PROBLEM TO WORK ON |
Copy out the lines below, from the line containing "-- locate the kingfisher" up to and including the line containing "[232,89,255,129]".

[Items from a data source]
○ ○ ○ ○ ○

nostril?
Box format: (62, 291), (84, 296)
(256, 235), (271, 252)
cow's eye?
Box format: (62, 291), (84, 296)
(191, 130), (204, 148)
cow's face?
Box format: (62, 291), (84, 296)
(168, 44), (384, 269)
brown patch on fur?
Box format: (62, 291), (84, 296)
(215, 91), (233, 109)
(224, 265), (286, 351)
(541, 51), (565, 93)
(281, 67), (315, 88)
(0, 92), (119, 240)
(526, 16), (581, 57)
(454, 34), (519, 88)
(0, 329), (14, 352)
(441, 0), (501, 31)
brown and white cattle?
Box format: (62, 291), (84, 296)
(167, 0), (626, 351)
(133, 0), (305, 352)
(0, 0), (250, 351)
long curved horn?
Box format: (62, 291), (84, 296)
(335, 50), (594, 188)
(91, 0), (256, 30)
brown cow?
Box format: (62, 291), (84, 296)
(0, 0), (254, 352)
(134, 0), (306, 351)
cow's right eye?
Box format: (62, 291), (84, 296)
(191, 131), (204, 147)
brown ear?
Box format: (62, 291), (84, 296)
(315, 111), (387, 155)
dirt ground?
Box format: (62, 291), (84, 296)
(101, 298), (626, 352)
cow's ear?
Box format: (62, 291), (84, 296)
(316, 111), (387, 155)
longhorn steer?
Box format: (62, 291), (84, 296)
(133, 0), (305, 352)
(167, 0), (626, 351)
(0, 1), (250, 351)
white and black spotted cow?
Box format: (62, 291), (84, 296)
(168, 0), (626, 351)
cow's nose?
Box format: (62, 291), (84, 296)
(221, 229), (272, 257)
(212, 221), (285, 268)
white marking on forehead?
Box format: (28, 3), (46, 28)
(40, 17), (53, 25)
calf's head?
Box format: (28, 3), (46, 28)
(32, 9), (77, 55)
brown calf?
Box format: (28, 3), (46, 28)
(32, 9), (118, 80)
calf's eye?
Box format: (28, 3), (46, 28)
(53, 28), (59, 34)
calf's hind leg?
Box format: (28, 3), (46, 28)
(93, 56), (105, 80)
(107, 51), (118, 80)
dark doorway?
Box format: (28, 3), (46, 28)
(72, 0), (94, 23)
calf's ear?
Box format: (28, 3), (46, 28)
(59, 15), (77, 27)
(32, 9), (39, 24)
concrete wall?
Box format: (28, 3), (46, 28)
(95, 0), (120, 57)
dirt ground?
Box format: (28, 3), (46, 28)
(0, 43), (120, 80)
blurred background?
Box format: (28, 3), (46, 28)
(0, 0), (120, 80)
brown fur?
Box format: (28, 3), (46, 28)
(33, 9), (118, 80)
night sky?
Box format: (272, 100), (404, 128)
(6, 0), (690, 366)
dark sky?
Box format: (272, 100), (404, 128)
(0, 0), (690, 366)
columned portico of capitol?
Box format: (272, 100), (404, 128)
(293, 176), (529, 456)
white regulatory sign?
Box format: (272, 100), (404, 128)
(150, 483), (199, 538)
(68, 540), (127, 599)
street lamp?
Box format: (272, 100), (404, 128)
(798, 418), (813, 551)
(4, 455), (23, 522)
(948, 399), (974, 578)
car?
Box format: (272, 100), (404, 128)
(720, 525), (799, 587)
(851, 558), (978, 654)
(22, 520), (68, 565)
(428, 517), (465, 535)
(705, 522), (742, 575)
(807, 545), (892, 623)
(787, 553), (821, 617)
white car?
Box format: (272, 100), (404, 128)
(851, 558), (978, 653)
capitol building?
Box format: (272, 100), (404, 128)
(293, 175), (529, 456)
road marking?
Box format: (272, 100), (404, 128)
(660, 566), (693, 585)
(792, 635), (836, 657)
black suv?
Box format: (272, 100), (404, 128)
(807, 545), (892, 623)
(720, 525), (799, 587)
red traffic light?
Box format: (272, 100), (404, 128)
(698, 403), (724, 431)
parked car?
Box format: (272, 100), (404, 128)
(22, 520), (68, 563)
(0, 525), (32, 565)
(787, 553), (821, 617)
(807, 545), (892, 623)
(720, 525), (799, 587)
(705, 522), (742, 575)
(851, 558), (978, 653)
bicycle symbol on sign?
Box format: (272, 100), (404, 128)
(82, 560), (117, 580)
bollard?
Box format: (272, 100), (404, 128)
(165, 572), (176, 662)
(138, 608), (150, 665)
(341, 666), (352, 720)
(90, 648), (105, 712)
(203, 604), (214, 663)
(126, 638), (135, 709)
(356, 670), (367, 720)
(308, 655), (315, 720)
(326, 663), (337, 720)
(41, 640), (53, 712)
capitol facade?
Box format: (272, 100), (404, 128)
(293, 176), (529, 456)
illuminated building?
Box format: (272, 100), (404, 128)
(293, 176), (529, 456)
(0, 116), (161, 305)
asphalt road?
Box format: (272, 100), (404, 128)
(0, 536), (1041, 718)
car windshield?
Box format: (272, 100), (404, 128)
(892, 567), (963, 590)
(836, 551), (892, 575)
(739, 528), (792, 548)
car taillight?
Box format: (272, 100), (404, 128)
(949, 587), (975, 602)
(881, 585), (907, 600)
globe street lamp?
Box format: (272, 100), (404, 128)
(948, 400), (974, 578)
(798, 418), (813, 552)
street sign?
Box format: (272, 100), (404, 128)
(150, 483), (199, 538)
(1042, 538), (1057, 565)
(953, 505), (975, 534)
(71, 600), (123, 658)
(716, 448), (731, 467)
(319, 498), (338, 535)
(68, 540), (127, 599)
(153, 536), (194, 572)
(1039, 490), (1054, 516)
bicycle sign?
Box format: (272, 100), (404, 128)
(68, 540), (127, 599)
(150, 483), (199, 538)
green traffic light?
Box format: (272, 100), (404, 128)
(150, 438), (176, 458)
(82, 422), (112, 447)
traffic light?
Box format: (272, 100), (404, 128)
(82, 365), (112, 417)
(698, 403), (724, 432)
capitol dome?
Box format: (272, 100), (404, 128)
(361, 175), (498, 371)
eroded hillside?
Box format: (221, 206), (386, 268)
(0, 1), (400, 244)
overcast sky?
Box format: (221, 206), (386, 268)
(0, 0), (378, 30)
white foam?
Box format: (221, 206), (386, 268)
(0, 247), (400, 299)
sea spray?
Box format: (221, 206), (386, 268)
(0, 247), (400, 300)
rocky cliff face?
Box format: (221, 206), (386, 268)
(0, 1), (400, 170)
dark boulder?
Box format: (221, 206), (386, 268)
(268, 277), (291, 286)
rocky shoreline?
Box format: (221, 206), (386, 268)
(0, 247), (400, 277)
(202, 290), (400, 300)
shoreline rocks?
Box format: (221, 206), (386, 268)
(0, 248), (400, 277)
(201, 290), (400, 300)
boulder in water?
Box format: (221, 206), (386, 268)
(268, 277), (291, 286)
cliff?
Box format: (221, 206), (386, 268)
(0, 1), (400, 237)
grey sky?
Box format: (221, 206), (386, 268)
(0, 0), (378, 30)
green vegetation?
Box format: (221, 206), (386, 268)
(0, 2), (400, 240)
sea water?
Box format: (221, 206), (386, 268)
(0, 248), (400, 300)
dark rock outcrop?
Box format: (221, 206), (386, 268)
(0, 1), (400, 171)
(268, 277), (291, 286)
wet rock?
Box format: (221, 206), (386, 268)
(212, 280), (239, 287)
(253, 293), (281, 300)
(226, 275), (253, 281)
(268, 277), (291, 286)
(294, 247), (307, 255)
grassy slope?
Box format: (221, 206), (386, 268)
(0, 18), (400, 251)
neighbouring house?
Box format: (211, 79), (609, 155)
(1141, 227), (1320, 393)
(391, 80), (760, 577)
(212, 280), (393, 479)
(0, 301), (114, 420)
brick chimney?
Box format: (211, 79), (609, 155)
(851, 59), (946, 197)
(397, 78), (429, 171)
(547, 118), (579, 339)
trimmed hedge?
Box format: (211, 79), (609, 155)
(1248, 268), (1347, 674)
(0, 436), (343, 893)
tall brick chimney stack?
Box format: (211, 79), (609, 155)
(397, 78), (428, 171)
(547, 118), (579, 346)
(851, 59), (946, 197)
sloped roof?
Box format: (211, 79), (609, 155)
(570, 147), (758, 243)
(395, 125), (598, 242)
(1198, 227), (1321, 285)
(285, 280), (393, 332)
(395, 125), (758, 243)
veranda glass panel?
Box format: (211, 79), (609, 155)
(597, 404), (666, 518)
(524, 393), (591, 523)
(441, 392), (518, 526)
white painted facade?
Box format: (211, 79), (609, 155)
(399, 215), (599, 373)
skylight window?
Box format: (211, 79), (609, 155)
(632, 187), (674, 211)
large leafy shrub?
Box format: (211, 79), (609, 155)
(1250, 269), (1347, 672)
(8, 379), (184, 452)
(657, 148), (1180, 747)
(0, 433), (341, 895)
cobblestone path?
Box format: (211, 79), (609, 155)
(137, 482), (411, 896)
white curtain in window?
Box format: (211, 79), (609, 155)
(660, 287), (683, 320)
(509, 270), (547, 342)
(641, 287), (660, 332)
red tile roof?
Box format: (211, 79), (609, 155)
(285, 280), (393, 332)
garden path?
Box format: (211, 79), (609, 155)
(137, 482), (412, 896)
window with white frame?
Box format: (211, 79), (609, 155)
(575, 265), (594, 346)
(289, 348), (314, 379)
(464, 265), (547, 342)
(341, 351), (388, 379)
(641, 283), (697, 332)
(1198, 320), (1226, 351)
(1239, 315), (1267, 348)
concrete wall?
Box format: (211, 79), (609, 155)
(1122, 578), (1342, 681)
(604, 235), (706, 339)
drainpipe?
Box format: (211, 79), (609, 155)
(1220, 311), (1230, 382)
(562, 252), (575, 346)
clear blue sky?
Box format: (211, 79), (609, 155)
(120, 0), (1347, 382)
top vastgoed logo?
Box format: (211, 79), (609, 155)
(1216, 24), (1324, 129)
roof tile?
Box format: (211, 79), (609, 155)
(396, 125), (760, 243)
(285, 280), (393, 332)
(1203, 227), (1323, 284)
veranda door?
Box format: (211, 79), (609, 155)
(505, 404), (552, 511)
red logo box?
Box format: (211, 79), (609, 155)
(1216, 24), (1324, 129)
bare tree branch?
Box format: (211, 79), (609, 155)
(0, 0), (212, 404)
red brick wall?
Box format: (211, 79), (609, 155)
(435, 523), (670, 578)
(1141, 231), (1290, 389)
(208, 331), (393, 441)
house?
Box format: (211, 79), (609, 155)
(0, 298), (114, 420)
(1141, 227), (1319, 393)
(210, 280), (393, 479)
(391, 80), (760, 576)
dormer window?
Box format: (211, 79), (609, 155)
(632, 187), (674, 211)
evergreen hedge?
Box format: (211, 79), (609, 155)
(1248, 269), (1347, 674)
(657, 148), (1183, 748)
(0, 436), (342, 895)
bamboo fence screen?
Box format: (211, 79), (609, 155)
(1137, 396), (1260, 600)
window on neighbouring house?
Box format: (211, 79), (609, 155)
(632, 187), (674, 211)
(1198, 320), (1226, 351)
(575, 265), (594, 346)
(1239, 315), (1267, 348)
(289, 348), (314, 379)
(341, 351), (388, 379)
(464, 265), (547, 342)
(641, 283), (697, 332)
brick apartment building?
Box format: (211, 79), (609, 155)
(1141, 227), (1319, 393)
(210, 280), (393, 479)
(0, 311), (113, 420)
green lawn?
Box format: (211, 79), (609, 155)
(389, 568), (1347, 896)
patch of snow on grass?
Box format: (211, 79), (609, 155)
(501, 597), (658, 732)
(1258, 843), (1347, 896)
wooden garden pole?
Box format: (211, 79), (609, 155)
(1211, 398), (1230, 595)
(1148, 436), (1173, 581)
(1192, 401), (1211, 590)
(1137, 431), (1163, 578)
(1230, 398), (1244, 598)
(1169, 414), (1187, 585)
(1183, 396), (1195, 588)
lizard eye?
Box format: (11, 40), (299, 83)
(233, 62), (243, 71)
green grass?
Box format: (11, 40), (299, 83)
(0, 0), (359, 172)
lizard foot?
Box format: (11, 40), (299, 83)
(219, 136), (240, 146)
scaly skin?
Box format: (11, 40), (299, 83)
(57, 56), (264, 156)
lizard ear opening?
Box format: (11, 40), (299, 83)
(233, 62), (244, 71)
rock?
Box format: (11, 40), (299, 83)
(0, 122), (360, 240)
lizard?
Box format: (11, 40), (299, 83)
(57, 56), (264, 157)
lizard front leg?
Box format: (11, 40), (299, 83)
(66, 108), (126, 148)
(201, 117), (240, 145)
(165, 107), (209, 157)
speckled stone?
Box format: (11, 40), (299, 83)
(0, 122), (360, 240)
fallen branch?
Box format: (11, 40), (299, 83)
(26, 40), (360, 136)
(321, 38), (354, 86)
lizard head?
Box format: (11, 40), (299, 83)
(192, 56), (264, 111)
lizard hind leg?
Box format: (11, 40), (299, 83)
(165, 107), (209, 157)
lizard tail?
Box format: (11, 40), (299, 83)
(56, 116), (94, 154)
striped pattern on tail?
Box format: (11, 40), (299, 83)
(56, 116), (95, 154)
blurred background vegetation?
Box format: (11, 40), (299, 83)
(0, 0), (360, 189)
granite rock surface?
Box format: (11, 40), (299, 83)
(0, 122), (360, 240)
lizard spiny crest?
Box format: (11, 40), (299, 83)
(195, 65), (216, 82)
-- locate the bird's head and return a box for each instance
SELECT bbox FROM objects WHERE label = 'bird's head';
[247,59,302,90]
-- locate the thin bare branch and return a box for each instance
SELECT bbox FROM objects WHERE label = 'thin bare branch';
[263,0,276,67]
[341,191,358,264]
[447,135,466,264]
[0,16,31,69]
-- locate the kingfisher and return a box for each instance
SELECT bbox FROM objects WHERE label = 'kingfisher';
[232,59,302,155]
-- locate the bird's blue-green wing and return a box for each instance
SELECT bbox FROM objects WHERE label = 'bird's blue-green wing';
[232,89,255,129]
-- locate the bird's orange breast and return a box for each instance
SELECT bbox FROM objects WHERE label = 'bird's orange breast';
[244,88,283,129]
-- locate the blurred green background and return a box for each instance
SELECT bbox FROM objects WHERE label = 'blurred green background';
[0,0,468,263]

○ ○ ○ ○ ○

RESULT OF THIS EXERCISE |
-- locate the kingfisher and return a box for each instance
SELECT bbox FROM objects WHERE label = 'kingfisher';
[232,59,302,155]
-- locate the bird's blue-green wing and return a box for each instance
SELECT bbox FROM objects WHERE label = 'bird's blue-green wing';
[232,89,255,129]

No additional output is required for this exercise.